To do:
Retype all of the lines below with no changes.

Data:
╔══
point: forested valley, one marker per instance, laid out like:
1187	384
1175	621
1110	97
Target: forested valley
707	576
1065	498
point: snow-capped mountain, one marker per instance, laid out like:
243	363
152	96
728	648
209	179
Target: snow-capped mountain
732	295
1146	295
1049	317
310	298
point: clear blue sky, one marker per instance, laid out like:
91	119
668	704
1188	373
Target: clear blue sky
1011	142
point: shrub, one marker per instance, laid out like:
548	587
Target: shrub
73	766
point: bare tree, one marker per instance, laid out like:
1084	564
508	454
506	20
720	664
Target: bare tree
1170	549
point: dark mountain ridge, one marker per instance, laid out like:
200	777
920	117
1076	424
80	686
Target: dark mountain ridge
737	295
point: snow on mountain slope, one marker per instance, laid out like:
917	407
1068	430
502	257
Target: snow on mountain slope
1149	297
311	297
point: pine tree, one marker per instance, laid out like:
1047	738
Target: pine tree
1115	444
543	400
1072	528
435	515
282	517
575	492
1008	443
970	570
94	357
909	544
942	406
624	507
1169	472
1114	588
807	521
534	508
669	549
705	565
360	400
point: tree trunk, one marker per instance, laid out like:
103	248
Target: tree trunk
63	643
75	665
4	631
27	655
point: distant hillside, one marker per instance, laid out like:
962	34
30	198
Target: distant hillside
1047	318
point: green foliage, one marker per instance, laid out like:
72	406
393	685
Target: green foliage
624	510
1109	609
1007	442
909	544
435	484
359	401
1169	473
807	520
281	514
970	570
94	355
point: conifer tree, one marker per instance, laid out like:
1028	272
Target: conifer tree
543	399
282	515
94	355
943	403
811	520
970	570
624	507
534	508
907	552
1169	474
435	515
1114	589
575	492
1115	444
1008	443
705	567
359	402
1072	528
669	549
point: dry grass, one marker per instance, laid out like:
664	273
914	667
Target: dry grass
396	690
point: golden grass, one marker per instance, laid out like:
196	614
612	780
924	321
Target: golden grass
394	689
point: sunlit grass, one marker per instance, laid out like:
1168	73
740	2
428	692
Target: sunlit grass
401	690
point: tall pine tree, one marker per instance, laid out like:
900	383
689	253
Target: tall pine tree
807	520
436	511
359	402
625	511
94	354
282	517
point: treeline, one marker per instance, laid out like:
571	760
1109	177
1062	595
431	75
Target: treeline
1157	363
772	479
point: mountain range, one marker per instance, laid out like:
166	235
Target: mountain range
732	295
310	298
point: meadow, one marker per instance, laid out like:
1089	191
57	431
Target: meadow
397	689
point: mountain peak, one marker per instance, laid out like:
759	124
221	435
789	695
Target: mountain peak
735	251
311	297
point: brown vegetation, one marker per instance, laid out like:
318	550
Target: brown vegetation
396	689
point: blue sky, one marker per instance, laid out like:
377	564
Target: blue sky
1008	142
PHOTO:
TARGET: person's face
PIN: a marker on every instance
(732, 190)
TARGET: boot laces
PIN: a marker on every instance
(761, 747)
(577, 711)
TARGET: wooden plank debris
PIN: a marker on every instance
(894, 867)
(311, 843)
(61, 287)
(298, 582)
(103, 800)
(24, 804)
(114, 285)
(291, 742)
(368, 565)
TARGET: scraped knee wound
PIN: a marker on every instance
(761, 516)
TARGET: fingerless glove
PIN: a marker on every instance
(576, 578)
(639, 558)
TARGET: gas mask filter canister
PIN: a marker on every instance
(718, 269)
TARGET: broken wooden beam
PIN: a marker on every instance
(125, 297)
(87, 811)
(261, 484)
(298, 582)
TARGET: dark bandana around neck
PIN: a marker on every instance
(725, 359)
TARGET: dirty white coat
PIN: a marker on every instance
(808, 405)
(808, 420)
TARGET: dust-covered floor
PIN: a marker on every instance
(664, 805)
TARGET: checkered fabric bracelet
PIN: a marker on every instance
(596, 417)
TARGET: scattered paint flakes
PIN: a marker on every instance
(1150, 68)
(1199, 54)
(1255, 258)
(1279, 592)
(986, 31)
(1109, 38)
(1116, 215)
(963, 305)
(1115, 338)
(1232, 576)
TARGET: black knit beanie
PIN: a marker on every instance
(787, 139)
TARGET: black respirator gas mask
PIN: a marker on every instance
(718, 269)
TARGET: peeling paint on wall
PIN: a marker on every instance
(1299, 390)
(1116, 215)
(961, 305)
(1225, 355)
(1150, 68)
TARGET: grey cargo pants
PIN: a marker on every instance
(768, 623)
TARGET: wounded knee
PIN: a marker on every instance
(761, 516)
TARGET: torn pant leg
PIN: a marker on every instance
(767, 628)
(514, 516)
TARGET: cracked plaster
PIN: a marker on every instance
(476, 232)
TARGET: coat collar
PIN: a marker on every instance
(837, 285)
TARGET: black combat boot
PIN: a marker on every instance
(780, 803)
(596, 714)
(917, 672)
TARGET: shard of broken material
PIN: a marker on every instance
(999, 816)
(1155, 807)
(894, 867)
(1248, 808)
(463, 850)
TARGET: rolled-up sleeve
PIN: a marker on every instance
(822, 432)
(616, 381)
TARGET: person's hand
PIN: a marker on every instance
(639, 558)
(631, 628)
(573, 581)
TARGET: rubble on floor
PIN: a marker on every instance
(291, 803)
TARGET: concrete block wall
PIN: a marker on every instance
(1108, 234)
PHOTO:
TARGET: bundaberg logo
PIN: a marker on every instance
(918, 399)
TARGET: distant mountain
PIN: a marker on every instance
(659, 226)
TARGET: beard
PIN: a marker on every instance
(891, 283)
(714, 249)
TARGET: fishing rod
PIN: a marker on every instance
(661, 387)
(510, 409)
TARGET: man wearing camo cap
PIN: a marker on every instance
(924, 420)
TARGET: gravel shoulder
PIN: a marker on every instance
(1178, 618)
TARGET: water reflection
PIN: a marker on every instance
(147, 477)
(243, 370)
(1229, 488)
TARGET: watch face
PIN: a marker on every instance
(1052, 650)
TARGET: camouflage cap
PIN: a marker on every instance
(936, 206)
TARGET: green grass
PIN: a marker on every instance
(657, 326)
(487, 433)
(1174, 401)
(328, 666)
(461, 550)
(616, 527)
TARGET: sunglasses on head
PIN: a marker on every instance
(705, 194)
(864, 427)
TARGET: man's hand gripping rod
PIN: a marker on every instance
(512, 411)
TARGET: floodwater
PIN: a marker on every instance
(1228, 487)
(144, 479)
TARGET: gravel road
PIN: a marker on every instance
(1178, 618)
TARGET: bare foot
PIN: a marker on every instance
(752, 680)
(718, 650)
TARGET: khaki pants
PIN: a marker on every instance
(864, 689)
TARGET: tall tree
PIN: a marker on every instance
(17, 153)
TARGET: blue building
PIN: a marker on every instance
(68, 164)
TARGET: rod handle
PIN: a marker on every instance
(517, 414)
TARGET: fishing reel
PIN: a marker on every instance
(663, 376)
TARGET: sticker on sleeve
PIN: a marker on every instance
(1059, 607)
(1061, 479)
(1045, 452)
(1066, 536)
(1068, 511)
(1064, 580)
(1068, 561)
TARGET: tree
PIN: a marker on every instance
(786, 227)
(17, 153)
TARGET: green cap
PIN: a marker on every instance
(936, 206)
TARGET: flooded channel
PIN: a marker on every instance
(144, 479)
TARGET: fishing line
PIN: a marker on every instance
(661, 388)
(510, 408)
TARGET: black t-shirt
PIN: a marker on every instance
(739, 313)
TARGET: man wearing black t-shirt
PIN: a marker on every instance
╚══
Written response:
point: forested valley, one marker per instance, laid out like:
1187	384
1175	621
1110	97
Target: forested valley
707	576
1065	498
point: snow-capped mountain, one marker per instance, laid out like:
243	363
152	96
728	648
209	179
Target: snow-capped mountain
732	295
1146	295
1049	317
310	298
point: clear blue sky, one marker per instance, laid out like:
91	119
668	704
1188	373
Target: clear blue sky
1011	142
point: shrub, one marker per instance, laid out like:
548	587
Target: shrub
73	766
point: bare tree, one marker per instance, laid out like:
1084	564
508	454
506	20
720	664
Target: bare tree
1170	549
point: dark mountain ridge, one marker per instance, laid out like:
200	777
920	117
1076	424
80	686
Target: dark mountain ridge
737	295
point: snow on mountain slope, one marker per instance, laid out like:
917	407
1068	430
502	257
Target: snow on mountain slope
1149	297
311	297
point: pine tree, one marker per instance, laid out like:
1047	738
Target: pine tree
1115	444
543	400
1072	528
435	515
282	517
575	492
1008	443
970	570
94	357
909	544
942	406
624	507
1169	472
1114	588
807	521
534	508
669	549
705	565
360	400
point: tree trunk, one marker per instance, laid out like:
103	248
Target: tree trunk
63	643
75	665
4	631
27	655
point: distant hillside, one marker per instance, laid out like:
962	34
30	198
Target: distant hillside
1047	318
point: green foliage, one marker per instance, laid out like:
72	406
393	685
Target: green foliage
624	510
1109	609
1007	442
909	544
435	484
359	401
1169	473
807	520
281	514
970	570
94	355
point: conifer tree, one marker per instance, laid out like:
1028	272
Target: conifer tree
543	399
282	515
94	355
943	403
811	520
970	570
624	507
534	508
907	552
1169	474
435	515
1114	589
575	492
1115	444
1008	443
705	567
359	402
1072	528
669	549
point: dry grass, one marker per instance, laid out like:
664	273
914	667
Target: dry grass
396	690
point: golden grass, one marker per instance, laid out like:
196	614
612	780
924	321
Target: golden grass
394	689
point: sunlit grass, one marker per instance, laid out like:
1168	73
740	2
428	692
Target: sunlit grass
401	690
point: tall pine tree, one marker per instance, laid out like:
900	383
689	253
Target: tall pine tree
807	520
436	511
359	402
625	511
94	354
282	517
point: treeline, one marker per instance, laid out like:
571	760
1109	177
1062	595
431	75
Target: treeline
1157	363
772	479
point: mountain range, one marker per instance, laid out like:
166	235
Target: mountain range
732	295
310	298
point: meadow, one marker per instance, laid out like:
1089	191
57	431
Target: meadow
397	689
point: mountain peak, one marker per instance, laid out like:
759	124
221	435
789	695
Target: mountain peak
735	251
311	297
point: brown vegetation, one marker per instance, laid out like:
318	550
Target: brown vegetation
396	689
point: blue sky, one marker per instance, laid out like:
377	564
Target: blue sky
1008	142
PHOTO:
TARGET: person's face
PIN: a marker on every instance
(732, 190)
TARGET: boot laces
PIN: a marker on every instance
(761, 747)
(577, 711)
TARGET: wooden plank debris
PIN: a marker on every instance
(894, 867)
(311, 843)
(61, 287)
(298, 582)
(103, 800)
(24, 804)
(114, 285)
(291, 742)
(368, 565)
TARGET: scraped knee wound
PIN: a marker on every instance
(761, 516)
TARGET: fingerless glove
PIN: a marker on every instance
(576, 578)
(639, 558)
TARGET: gas mask filter canister
PIN: a marker on every instance
(718, 269)
TARGET: broken wooden beam
PIN: a marker on every instance
(125, 297)
(87, 811)
(261, 484)
(298, 582)
TARGET: dark bandana around neck
PIN: a marker on every instance
(725, 359)
TARGET: dirty white coat
PIN: a marker on every instance
(808, 405)
(808, 420)
TARGET: dust-covered floor
PIN: a marker on every instance
(664, 805)
TARGET: checkered fabric bracelet
PIN: a marker on every instance
(596, 417)
TARGET: scattered paint flakes
PIN: a marker on every instance
(1150, 68)
(1199, 54)
(1255, 258)
(1279, 592)
(986, 31)
(1109, 38)
(1116, 215)
(963, 305)
(1115, 338)
(1232, 576)
TARGET: black knit beanie
PIN: a marker on every instance
(787, 139)
TARGET: black respirator gas mask
PIN: a marker on every instance
(718, 269)
TARGET: peeling paint on wall
PIN: a marker on every instance
(1299, 390)
(1116, 215)
(961, 305)
(1225, 355)
(1150, 68)
TARGET: grey cargo pants
PIN: a marker on every instance
(768, 623)
TARGET: wounded knee
PIN: a marker on every instance
(761, 516)
TARGET: torn pant leg
PIN: a marker on every instance
(767, 628)
(514, 516)
TARGET: cracked plaster
PIN: a marker on every instance
(476, 232)
TARGET: coat collar
PIN: a marker on every instance
(837, 285)
TARGET: black combat boot
PIN: a marker on every instance
(780, 803)
(596, 714)
(917, 672)
TARGET: shard of broken material
PIN: a marker on every instance
(999, 816)
(1155, 807)
(894, 867)
(1248, 808)
(463, 850)
TARGET: rolled-up sleeve
PIN: a marker on every instance
(822, 432)
(616, 381)
TARGET: person's hand
PIN: a marker on every instance
(639, 558)
(631, 628)
(573, 581)
TARGET: rubble on floor
PIN: a marker on every instance
(291, 803)
TARGET: concrete block wall
PIN: a marker on every instance
(1108, 234)
PHOTO:
TARGET: bundaberg logo
PIN: a marker on every instance
(918, 399)
TARGET: distant mountain
PIN: a marker on every instance
(659, 226)
TARGET: beard
PIN: a marker on every instance
(891, 283)
(714, 249)
TARGET: fishing rod
PIN: a marker on every instance
(661, 387)
(510, 409)
TARGET: man wearing camo cap
PIN: a marker on every instance
(924, 420)
TARGET: gravel shoulder
PIN: a marker on every instance
(1178, 618)
TARGET: water reflection
PIN: a marker on every instance
(147, 477)
(243, 370)
(1229, 488)
TARGET: watch face
PIN: a marker on every instance
(1052, 650)
TARGET: camouflage cap
PIN: a marker on every instance
(936, 206)
TARGET: green grass
PIN: a marker on every instance
(657, 326)
(487, 433)
(1174, 401)
(328, 666)
(461, 550)
(616, 527)
TARGET: sunglasses on head
PIN: a marker on every instance
(705, 194)
(864, 427)
TARGET: man's hand gripping rod
PIN: a marker on every instance
(512, 411)
TARGET: floodwater
PIN: a marker on every instance
(1228, 487)
(144, 479)
TARGET: gravel road
PIN: a marker on every instance
(1178, 618)
TARGET: bare foot
PIN: a marker on every instance
(752, 680)
(718, 650)
TARGET: khaki pants
PIN: a marker on every instance
(864, 689)
TARGET: tall tree
PIN: a marker on every instance
(17, 153)
TARGET: blue building
PIN: a marker on every instance
(68, 164)
TARGET: rod handle
PIN: a marker on every instance
(517, 414)
TARGET: fishing reel
PIN: a marker on every instance
(663, 376)
TARGET: sticker on sleeve
PIN: a marker on every instance
(1059, 607)
(1061, 479)
(1045, 452)
(1066, 536)
(1068, 511)
(1064, 580)
(1068, 561)
TARGET: tree
PIN: a marker on every instance
(786, 227)
(17, 153)
TARGET: green cap
PIN: a marker on every instance
(936, 206)
TARGET: flooded channel
PIN: a marker on every instance
(144, 479)
TARGET: fishing line
PIN: a marker on every instance
(661, 388)
(510, 408)
TARGET: black t-shirt
PIN: a marker on every instance
(739, 313)
TARGET: man wearing black t-shirt
PIN: a marker on every instance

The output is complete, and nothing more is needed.